:: ФРАГМЕНТ ИСТОЧНИКА ::

········

Поскольку в современном мире главным источником распространения литературного языка, включая умение «говорить, чтобы быть понятым», является школа, то перед лингвистикой встает задача помочь школе в решении этой задачи. Тем самым помимо теоретической науки о языке, исходящей лишь из познавательного отношения к своему предмету, необходимо и существование прикладного языкознания, основанного на нормативной точке зрения. А. М. Пешковский прямо отождествляет понятия «нормативная наука» и «прикладная наука». В заключительной части статьи он сопоставляет две позиции: носителя языка и лингвиста. Любой лингвист не может одновременно не быть носителем того или иного языка, и эти две позиции ему необходимо различать. В качестве лингвиста он выступает с объективной, а в качестве носителя языка — с нормативной точки зрения. Их смешение недопустимо, но в качестве носителя языка он может выступать более квалифицированно, чем другие, поскольку у него «гораздо больше специальных знаний». В связи с этим он имеет полное право вмешиваться в процесс языковой эволюции, хотя А. М. Пешковский при этом отмечает: «Стихийность языковых явлений плохо мирится с индивидуальным вмешательством и придает ему всегда вид донкихотства». Тем самым точка зрения А. М. Пешковского по вопросу о сознательном вмешательстве в язык оказывалась промежуточной между точками зрения Ф. де Соссюра, вообще отрицавшего такую возможность, и И. А. Бодуэна де Куртенэ и Е. Д. Поливанова, считавших такое вмешательство важным и необходимым. Отметим, что А. М. Пешковский, как и А. М. Селищев, изучал изменения в русском языке после революции, а также активно участвовал и в поддержании сильно расшатанной в это время литературной нормы.

Высказанные А. М. Пешковским в статье идеи имеют несомненное теоретическое и практическое значение и в наше время. Безусловно, лингвисту при решении прикладных задач приходится неизбежно отходить от нейтрального отношения к своему объекту, а возвращение к синхронной лингвистике в начале XX в. открыло больше возможностей для практического применения лингвистических идей и методов. Однако со времен написания статьи область практического применения языкознания, в те времена в основном ограничивавшаяся школой, сильно расширилась. Сейчас школа уже утеряла роль единственного источника обучения языковой норме: не менее, а иногда и более значительна здесь роль средств массовой информации, прежде всего телевидения. Кроме того, появилась огромная область, связанная с автоматизацией и компьютеризацией информационных процессов, развитие которой невозможно без участия лингвистов.

········

:: ИСХОДНЫЕ ДАННЫЕ ::
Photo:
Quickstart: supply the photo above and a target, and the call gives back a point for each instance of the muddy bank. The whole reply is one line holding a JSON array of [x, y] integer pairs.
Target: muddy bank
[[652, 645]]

········

:: ЗАДАНИЯ ::
#1 Между чьими точками зрения, согласно тексту о статье А. М. Пешковского, оказывалась его позиция по вопросу о сознательном вмешательстве в язык?
#2 Допишите продолжение текста о статье А. М. Пешковского, начав сразу после его последнего предложения.

:: ОТВЕТЫ ПО ЗАДАНИЯМ ::
#1 Между точкой зрения Ф. де Соссюра, который вообще отрицал такую возможность, и точкой зрения И. А. Бодуэна де Куртенэ и Е. Д. Поливанова, считавших такое вмешательство важным и необходимым.

#2
А. М. Пешковский не создал законченной общелингвистической теории и иногда в своих работах совмещал разнородные идеи разных концепций. Но и в главной своей книге, и в статьях он высказал немало свежих и интересных идей, до сих пор сохраняющих значение.

 

Л. В. Щерба

К числу языковедов, сформировавшихся до революции, но продолжавших активно работать и в советское время, относился и академик Лев Владимирович Щерба (1880–1944). Он был учеником И. А. Бодуэна де Куртенэ, и почти вся его деятельность была связана с Петербургским — Петроградским — Ленинградским университетом (лишь незадолго до смерти, в годы войны, он переехал в Москву). Ученый разносторонних интересов, Л. В. Щерба более всего был известен как фонетист и фонолог. Еще в дореволюционные годы он возглавил в университете фонетическую лабораторию, ставшую главным центром экспериментальной фонетики в стране. Лаборатория существует до настоящего времени и носит имя Л. В. Щербы. Ему самому принадлежат выдающиеся исследования, основанные на экспериментах: «Русские гласные в количественном и качественном отношении» и «Фонетика французского языка» (выдержала 7 изданий). Л. В. Щерба также стал основателем фонологической концепции, известной как «ленинградская». Эту концепцию затем развивали его ученики М. И. Матусевич и Л. Р. Зиндер, также совмещавшие в себе фонологов и фонетистов-экспериментаторов.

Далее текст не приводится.